Finally, it should be reiterated that Crane’s critique of Naive Probabalism (which he wrote subsequent to the FPP paper) is basically what I’ve been railing about on this thread from the beginning (though I didn’t know the term until @R_cubed helpfully made me aware of it; I’d been using Taleb’s related but more obscure term “the ludic fallacy”). I quote Crane’s first paragraph.

Naive probabilism is the (naive) view, held by many technocrats and academics, that all rational thought boils down to probability calculations. This viewpoint is behind the obsession with `data-driven methods’ that has overtaken the hard sciences, soft sciences, pseudosciences and non-sciences. It has infiltrated politics, society and business. It’s the workhorse of formal epistemology, decision theory and behavioral economics. Because it is mostly applied in low or no-stakes academic investigations and philosophical meandering, few have noticed its many flaws. Real world applications of naive probabilism, however, pose disproportionate risks which scale exponentially with the stakes, ranging from harmless (and also helpless) in many academic contexts to destructive in the most extreme events (war, pandemic).

Nothing would stop others from betting on longer time frames.

But the original authors would not be obligated to be counterparties to such bets? After all, the original authors are subject to an exposure limit.

While your digressions into the history of physics are interesting, I again see you falling into the pattern noted above:

I take this aversion to probability and decision theory as having the perfect be the enemy of the good, much like the nihilist who argues because there is the possibility of error, no knowledge is possible.

My question: how could betting markets conception of stats and probability be worse than what occurs in large areas of science now? Fisher [1] himself used game theoretic arguments to justify procedures he invented. Betting arguments have been critical for probability theory.

A primary researcher of this topic of information synthesis via betting markets is Robin Hanson from George Mason University. Prior to earning a doctorate in economics, his academic background includes a graduate level (M.S.) degree in physics and philosophy of science.

In discussing the design of information markets, he writes

Information markets are institutions for accomplishing this task via trading in speculative markets, at least on topics where truth can be determined later. Relative to simple conversation, it is harder to say any one thing by market trading, and there are fewer things one can say. When people do not know whom to believe, however, the fact that a trader must put his money where his mouth is means that the things people do say in information markets can be more easily believed. Those who know little are encouraged to be quiet, and those who think they know more than they do learn this fact by losing.

Getting back to stat intuition – I’ve found nothing clarifies my thought more than considering whether a proposition or procedure is worth betting a day or a weeks pay on.

It is worthwhile for me to figure out how to derive a proof sketch based on betting type arguments among rational traders, regarding why the practices in the following thread are wrong:

Further Reading

  1. Senn, S. (1994), Fisher’s game with the devil. Statist. Med., 13: 217-230.

I would rephrase it as the Successful is the enemy of the merely Conjectural. The examples I gave show how troubleshooting in the wake of an apparently “failed” replication can lead to the production of new knowledge and scientific advance. The Lithgow et al roundworm lifetime example (which is from biology, not physics) provides a template others can follow; so does the proton radius example (minus the unfortunate groupthink aspect). In other words, Freedman’s “shoe leather” works. If anyone has a concrete example/case study of FPP creating new knowledge from a situation of disputed or failed “replication”, bring it forth. I note that Harry Crane (who proposed FPP) and Ryan Martin’s Researchers.One platform provides no FPP mechanism to its authors and reviewers, although it handles other financial transactions (paper submission fee, donations).

Dataset extract:
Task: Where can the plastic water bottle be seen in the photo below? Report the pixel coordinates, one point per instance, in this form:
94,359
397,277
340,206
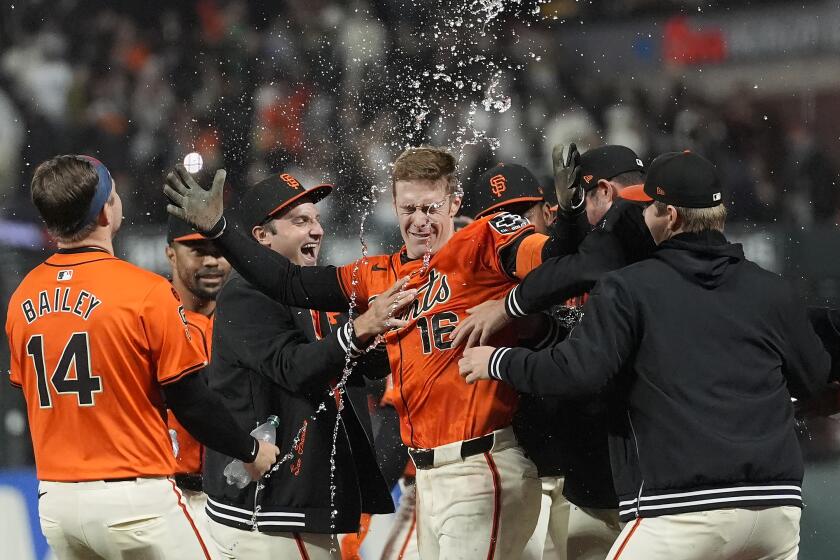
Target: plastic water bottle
235,472
173,435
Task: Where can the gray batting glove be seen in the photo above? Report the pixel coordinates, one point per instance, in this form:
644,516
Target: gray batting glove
196,205
567,179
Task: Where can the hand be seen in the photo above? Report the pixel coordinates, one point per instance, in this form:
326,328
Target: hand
383,312
485,320
475,364
200,207
567,178
266,456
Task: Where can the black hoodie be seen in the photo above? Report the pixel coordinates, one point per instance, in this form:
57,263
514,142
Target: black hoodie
706,349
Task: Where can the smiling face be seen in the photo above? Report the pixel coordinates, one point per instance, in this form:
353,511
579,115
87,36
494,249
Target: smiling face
198,268
295,234
425,210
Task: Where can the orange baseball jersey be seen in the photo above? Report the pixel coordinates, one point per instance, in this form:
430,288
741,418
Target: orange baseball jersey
92,339
434,403
190,456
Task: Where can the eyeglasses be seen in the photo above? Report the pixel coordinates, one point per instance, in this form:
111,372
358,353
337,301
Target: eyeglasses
433,209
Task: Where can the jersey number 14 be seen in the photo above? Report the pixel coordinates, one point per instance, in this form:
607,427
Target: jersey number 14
76,352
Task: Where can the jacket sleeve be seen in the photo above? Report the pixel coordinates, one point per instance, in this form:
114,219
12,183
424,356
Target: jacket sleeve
560,278
265,338
310,287
806,363
597,349
826,323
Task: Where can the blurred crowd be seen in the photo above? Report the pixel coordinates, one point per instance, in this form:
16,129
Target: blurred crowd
331,90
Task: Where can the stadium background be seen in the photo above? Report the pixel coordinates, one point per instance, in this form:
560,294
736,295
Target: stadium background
332,90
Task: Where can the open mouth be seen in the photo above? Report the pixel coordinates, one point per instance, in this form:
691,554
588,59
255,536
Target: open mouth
421,236
309,251
211,278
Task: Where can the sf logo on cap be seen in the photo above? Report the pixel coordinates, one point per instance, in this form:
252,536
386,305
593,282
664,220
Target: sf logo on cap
289,180
498,185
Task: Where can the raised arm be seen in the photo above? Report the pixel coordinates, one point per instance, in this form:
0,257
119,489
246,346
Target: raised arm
315,287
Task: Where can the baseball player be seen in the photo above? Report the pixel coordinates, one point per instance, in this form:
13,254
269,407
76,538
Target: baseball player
401,542
272,358
477,494
618,236
707,349
198,272
94,343
512,188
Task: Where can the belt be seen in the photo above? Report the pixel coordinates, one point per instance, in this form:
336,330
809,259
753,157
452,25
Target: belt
191,482
425,458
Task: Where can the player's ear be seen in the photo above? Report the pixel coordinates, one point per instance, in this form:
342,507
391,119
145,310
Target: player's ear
261,235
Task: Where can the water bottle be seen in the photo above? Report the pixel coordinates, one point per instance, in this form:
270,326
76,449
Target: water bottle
173,435
235,472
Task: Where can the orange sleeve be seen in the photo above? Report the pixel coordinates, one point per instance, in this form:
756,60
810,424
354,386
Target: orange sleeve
15,376
529,254
502,230
173,350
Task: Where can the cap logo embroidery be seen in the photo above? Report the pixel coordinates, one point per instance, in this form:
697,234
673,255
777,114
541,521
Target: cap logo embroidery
289,180
498,185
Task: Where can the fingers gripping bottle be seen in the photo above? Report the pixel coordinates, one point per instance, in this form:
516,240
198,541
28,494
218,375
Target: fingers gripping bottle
235,472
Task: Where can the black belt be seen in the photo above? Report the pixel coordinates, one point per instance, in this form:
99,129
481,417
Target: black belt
425,458
191,482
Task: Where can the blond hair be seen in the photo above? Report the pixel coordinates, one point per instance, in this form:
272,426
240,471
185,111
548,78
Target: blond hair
425,163
697,219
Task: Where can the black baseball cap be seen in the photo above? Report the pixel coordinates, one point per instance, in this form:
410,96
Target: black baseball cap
270,196
607,162
507,186
179,231
682,179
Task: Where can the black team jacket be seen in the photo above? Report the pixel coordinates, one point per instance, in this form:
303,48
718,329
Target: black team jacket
568,437
268,360
706,348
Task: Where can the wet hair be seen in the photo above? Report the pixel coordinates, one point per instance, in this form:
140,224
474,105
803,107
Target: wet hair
62,190
425,163
697,219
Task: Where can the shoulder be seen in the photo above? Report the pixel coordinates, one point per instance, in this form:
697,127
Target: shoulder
240,298
501,225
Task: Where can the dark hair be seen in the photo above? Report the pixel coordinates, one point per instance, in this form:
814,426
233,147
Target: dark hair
62,190
629,178
425,162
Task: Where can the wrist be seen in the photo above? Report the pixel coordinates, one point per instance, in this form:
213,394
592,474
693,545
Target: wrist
363,329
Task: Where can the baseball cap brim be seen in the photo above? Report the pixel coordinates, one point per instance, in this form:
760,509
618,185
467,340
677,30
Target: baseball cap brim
315,194
635,193
189,237
509,205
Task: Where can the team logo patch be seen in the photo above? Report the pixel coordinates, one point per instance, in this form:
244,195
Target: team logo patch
508,223
498,185
289,180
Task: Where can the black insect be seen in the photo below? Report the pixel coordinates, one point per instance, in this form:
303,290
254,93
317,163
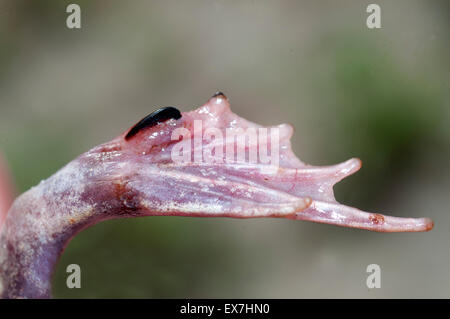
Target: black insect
159,116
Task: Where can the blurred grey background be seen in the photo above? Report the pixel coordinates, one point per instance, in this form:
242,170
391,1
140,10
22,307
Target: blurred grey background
381,95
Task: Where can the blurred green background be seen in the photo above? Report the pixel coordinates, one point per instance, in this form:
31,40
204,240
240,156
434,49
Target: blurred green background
381,95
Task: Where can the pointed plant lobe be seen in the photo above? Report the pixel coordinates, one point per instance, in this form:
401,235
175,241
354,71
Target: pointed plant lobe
135,175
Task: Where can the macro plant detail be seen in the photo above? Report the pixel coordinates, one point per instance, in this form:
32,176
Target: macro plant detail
134,175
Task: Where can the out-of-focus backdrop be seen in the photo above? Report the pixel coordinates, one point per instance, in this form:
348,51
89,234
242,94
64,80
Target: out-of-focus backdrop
381,95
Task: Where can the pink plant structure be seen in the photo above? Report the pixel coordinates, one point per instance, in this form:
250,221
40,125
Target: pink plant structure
134,175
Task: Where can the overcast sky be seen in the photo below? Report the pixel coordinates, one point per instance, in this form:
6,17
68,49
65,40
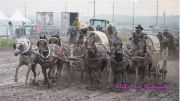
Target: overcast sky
85,7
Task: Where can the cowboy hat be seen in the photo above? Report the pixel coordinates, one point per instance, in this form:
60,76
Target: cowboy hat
139,26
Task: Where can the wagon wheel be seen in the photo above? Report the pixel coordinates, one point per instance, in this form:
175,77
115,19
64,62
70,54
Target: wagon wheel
163,71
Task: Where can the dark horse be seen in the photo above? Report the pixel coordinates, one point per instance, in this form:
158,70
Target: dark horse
28,55
95,60
73,35
50,57
164,43
120,62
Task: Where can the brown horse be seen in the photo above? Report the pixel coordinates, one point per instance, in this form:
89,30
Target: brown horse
141,61
28,55
95,60
50,57
120,62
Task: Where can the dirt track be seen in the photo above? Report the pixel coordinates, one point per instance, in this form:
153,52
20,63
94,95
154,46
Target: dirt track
75,91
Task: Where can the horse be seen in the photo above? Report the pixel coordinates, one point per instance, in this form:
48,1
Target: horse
50,57
73,35
95,60
55,40
28,56
141,60
120,62
173,46
164,43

Exercise objective: Rewrite the forum thread excerpt from "Nothing would stop" up to and including "for probability theory.", substituting "initial authors" for "original authors".

Solution to the problem:
Nothing would stop others from betting on longer time frames.

But the initial authors would not be obligated to be counterparties to such bets? After all, the initial authors are subject to an exposure limit.

While your digressions into the history of physics are interesting, I again see you falling into the pattern noted above:

I take this aversion to probability and decision theory as having the perfect be the enemy of the good, much like the nihilist who argues because there is the possibility of error, no knowledge is possible.

My question: how could betting markets conception of stats and probability be worse than what occurs in large areas of science now? Fisher [1] himself used game theoretic arguments to justify procedures he invented. Betting arguments have been critical for probability theory.